***** PAGE
- Peter Jausovec
In this lab, you'll create a Kubernetes cluster running in Google Cloud. You'll need a GCP account to do that.
Creating a Project
Every resource in GCP lives inside a project. A project inside GCP is a container for your resources. It allows for separate billing, adding/removing collaborators, managing permissions, and more.
To create a new project:
- Go to the Cloud Resource Manager and click the Create Project button
- Select the name of your project, billing account, and location and click Create
There's no cost for creating new projects. You can permanently shut them down (delete them) and create new ones. Note that after you shut down the project, Google schedules it for deletion that happens in 30 days. This allows you to recover the project if needed. However, it also means you won't be able to re-use the same project name. It's not a big deal, just one thing to keep in mind.
Enable Kubernetes API
With the project created, you can go to the Kubernetes Engine page in GCP. Since you're using a freshly created project, you will have to enable the Kubernetes Engine API first.
Click the Enable button on the Kubernetes Engine API page. The process should take a couple of minutes, and once complete, the Kubernetes clusters page will be displayed as shown in the figure below.
**********
***** RECORDS PROVIDED
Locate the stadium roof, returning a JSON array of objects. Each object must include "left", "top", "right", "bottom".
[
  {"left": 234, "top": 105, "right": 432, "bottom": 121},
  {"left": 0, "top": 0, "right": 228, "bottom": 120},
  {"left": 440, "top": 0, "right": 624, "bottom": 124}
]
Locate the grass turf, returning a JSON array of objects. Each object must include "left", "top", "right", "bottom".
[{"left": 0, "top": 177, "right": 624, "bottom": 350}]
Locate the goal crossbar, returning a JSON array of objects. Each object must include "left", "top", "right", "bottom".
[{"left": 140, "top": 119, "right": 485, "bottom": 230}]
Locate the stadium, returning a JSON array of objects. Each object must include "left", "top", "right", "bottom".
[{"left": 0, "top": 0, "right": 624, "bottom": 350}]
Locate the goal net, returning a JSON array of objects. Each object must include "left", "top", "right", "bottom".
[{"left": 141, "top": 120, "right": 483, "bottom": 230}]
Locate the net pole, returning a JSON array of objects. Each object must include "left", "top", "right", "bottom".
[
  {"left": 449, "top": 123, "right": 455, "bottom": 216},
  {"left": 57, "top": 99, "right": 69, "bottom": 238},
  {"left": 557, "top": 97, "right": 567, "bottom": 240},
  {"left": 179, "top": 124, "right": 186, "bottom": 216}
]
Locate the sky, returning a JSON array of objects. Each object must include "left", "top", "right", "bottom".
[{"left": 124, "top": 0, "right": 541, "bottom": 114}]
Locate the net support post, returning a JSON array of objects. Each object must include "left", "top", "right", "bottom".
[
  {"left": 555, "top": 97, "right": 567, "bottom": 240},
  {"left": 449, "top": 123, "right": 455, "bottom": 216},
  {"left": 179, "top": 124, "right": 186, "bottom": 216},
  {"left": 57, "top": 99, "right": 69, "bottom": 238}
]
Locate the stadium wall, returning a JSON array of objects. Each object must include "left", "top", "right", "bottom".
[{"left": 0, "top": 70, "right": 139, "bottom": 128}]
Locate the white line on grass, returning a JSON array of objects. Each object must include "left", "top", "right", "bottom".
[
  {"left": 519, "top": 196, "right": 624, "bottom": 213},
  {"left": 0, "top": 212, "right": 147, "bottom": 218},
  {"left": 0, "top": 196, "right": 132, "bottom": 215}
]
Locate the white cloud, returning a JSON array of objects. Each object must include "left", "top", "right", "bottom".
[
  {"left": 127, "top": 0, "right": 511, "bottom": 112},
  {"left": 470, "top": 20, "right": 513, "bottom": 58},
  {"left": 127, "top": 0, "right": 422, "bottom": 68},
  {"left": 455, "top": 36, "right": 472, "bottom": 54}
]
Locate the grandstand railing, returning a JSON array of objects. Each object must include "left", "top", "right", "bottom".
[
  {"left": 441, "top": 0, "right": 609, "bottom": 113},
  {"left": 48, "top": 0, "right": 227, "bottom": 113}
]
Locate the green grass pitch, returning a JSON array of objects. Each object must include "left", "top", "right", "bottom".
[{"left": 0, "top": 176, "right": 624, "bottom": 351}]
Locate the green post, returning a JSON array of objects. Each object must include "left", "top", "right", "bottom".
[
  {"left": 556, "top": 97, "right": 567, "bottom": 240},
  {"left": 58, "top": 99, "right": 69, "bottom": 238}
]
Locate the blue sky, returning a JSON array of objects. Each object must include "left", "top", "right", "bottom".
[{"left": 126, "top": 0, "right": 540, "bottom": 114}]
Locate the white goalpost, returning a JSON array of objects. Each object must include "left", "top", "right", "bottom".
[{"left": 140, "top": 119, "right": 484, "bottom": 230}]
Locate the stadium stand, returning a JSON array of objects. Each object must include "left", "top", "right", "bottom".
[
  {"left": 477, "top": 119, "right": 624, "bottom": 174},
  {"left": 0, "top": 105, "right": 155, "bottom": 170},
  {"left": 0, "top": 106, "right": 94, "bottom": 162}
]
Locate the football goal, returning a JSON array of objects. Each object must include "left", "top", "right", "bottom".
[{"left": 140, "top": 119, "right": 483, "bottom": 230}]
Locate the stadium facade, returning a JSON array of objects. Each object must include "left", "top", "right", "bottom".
**********
PROMPT
Set down the stretch of the Kubernetes lab text from "To create a" through "keep in mind.", exactly as it appears there.

WRITTEN ANSWER
To create a new project:
- Go to the Cloud Resource Manager and click the Create Project button
- Select the name of your project, billing account, and location and click Create
There's no cost for creating new projects. You can permanently shut them down (delete them) and create new ones. Note that after you shut down the project, Google schedules it for deletion that happens in 30 days. This allows you to recover the project if needed. However, it also means you won't be able to re-use the same project name. It's not a big deal, just one thing to keep in mind.